-- Problem to work on --
Please reproduce the lines of the rows from the very first one through the line holding "[[[78,69],[78,83],[88,83],[88,71]]]", inclusive, omitting the pictures.

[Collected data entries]
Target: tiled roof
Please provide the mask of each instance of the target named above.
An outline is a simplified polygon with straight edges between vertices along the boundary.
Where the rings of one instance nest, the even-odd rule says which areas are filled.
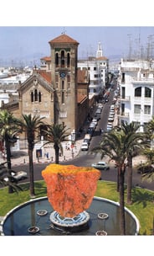
[[[84,101],[86,98],[87,98],[86,95],[83,95],[83,94],[78,93],[77,94],[77,102],[78,102],[78,104],[80,104],[82,101]]]
[[[73,38],[70,36],[67,35],[66,34],[62,34],[59,36],[54,38],[54,40],[50,40],[49,42],[49,44],[55,44],[55,43],[71,43],[71,44],[77,44],[79,43],[74,40]]]
[[[97,61],[107,61],[108,60],[108,58],[106,58],[106,57],[105,57],[105,56],[101,56],[101,57],[98,57],[98,58],[96,58],[96,60]]]
[[[78,69],[78,83],[88,83],[88,71]]]
[[[41,60],[44,60],[45,61],[51,61],[51,57],[50,56],[44,56],[44,57],[42,57]]]
[[[37,73],[41,75],[47,82],[51,83],[51,72],[47,72],[44,70],[37,70]]]

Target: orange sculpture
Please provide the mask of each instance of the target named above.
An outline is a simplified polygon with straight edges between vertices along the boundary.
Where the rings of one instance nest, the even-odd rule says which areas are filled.
[[[54,211],[63,217],[72,218],[89,208],[100,172],[92,167],[49,164],[42,176]]]

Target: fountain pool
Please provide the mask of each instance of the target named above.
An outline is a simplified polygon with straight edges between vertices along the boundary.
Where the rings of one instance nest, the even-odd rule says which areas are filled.
[[[85,211],[86,225],[84,224],[81,229],[63,229],[59,225],[54,225],[55,223],[51,221],[54,212],[54,210],[49,204],[48,197],[28,201],[6,215],[3,221],[2,235],[120,235],[119,204],[111,200],[94,197],[90,206]],[[138,234],[139,221],[127,208],[126,208],[126,235]]]

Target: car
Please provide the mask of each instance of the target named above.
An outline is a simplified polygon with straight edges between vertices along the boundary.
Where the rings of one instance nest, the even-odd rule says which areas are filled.
[[[100,161],[98,163],[92,163],[91,166],[96,169],[101,169],[101,170],[109,170],[110,169],[110,166],[104,161]]]
[[[90,122],[90,126],[89,126],[89,127],[90,127],[90,127],[94,127],[94,128],[95,128],[96,125],[97,125],[97,124],[95,124],[95,122]]]
[[[113,122],[113,121],[114,121],[114,117],[109,116],[108,121],[109,121],[109,122]]]
[[[24,171],[18,171],[17,173],[12,172],[11,175],[13,177],[13,179],[16,180],[16,181],[19,181],[19,180],[22,180],[22,179],[24,179],[28,178],[28,173]],[[3,180],[8,181],[8,177],[5,177],[3,179]]]
[[[87,133],[90,134],[92,136],[94,133],[94,131],[95,131],[95,127],[89,127],[87,130]]]
[[[92,123],[95,123],[95,125],[97,125],[97,122],[98,122],[97,119],[96,118],[93,118]]]
[[[87,151],[89,149],[89,145],[87,142],[82,142],[81,151]]]

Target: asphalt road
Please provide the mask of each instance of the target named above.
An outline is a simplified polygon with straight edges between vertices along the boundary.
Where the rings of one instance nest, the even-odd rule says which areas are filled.
[[[96,130],[95,131],[95,134],[91,139],[90,149],[88,152],[80,152],[79,155],[74,157],[74,159],[67,162],[62,162],[59,163],[61,164],[66,165],[66,164],[74,164],[76,166],[91,166],[93,163],[97,163],[99,160],[100,160],[100,157],[99,154],[93,153],[91,154],[91,149],[95,147],[100,141],[100,128],[102,128],[105,130],[106,125],[107,125],[107,119],[110,112],[110,106],[111,104],[113,98],[113,93],[110,93],[110,100],[108,103],[106,103],[104,105],[104,108],[101,112],[101,119],[98,123],[98,125],[96,127]],[[42,177],[42,171],[45,168],[45,167],[49,163],[34,163],[34,180],[41,180],[43,179]],[[15,171],[18,170],[24,170],[28,173],[28,179],[25,180],[21,181],[23,182],[28,182],[29,181],[28,177],[28,165],[23,165],[23,166],[16,166],[13,167],[13,169]],[[116,182],[117,179],[117,170],[115,168],[114,164],[110,164],[110,170],[101,171],[101,179],[102,180],[107,180],[107,181],[113,181]],[[127,180],[127,171],[126,172],[126,179],[125,182],[126,183]],[[154,190],[154,182],[147,183],[147,182],[142,182],[141,181],[141,174],[137,173],[136,170],[133,170],[133,179],[132,179],[132,185],[133,186],[140,186],[141,188],[149,189],[151,190]]]

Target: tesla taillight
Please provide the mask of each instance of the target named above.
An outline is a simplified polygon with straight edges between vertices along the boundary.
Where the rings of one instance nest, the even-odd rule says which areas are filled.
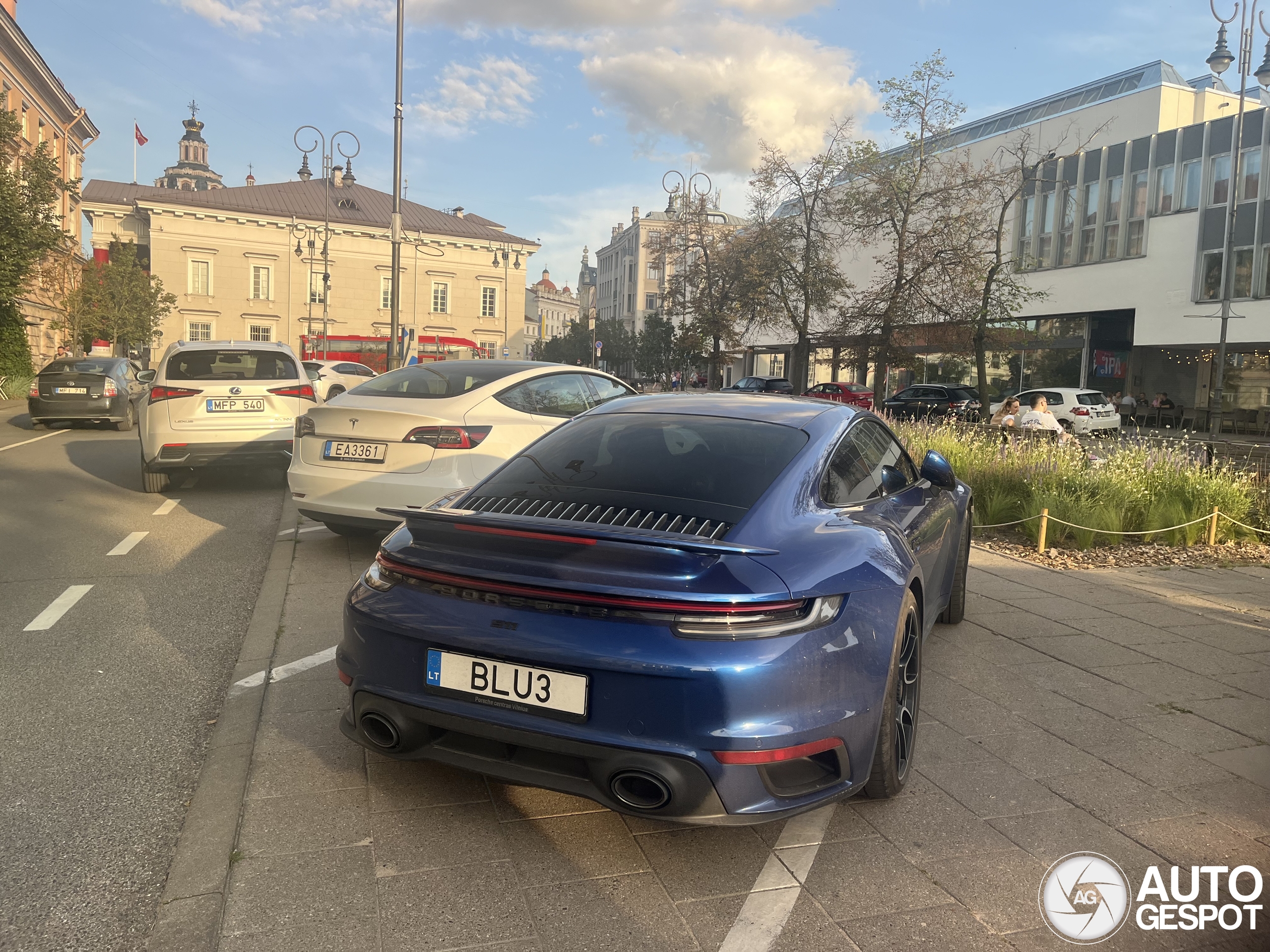
[[[301,400],[312,400],[315,404],[318,402],[318,397],[314,393],[312,385],[310,383],[297,383],[290,387],[274,387],[269,392],[276,396],[297,396]]]
[[[160,400],[171,400],[179,396],[198,396],[202,392],[201,390],[190,390],[189,387],[155,386],[150,387],[150,402],[157,404]]]
[[[479,447],[493,426],[415,426],[403,443],[423,443],[433,449],[472,449]]]

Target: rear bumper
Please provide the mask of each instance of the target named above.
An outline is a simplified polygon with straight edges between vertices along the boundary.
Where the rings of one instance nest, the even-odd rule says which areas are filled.
[[[121,393],[114,397],[99,397],[93,400],[44,400],[43,397],[27,397],[27,413],[30,414],[32,423],[46,420],[94,420],[116,421],[127,419],[128,395]]]
[[[382,734],[381,743],[376,743],[362,730],[362,718],[368,713],[394,725],[396,737],[391,748],[384,746]],[[738,816],[728,812],[710,777],[690,758],[504,727],[366,691],[353,692],[339,729],[344,736],[377,754],[401,760],[436,760],[508,783],[587,797],[630,816],[693,825],[744,826],[784,820],[855,792],[839,790],[812,806]],[[654,809],[634,809],[613,796],[615,778],[630,773],[660,779],[669,792],[668,802]]]
[[[187,443],[164,446],[146,463],[150,472],[201,468],[204,466],[259,466],[286,468],[291,465],[291,440],[267,439],[250,443]]]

-- Task output --
Target: tiled roof
Please provide the mask of each instance of the target named above.
An outline is a simplified polygon with straight edges between vertices along the boundary.
Where the rings of one instance nest, the even-odd rule says which areas are filled.
[[[84,101],[86,98],[87,98],[86,95],[83,95],[83,94],[78,93],[77,94],[77,102],[78,102],[78,104],[80,104],[82,101]]]
[[[73,38],[70,36],[67,35],[66,34],[62,34],[59,36],[54,38],[54,40],[50,40],[49,42],[49,44],[55,44],[55,43],[71,43],[71,44],[77,44],[79,43],[74,40]]]
[[[97,61],[107,61],[108,60],[108,58],[106,58],[106,57],[105,57],[105,56],[101,56],[101,57],[98,57],[98,58],[96,58],[96,60]]]
[[[78,69],[78,83],[88,83],[88,71]]]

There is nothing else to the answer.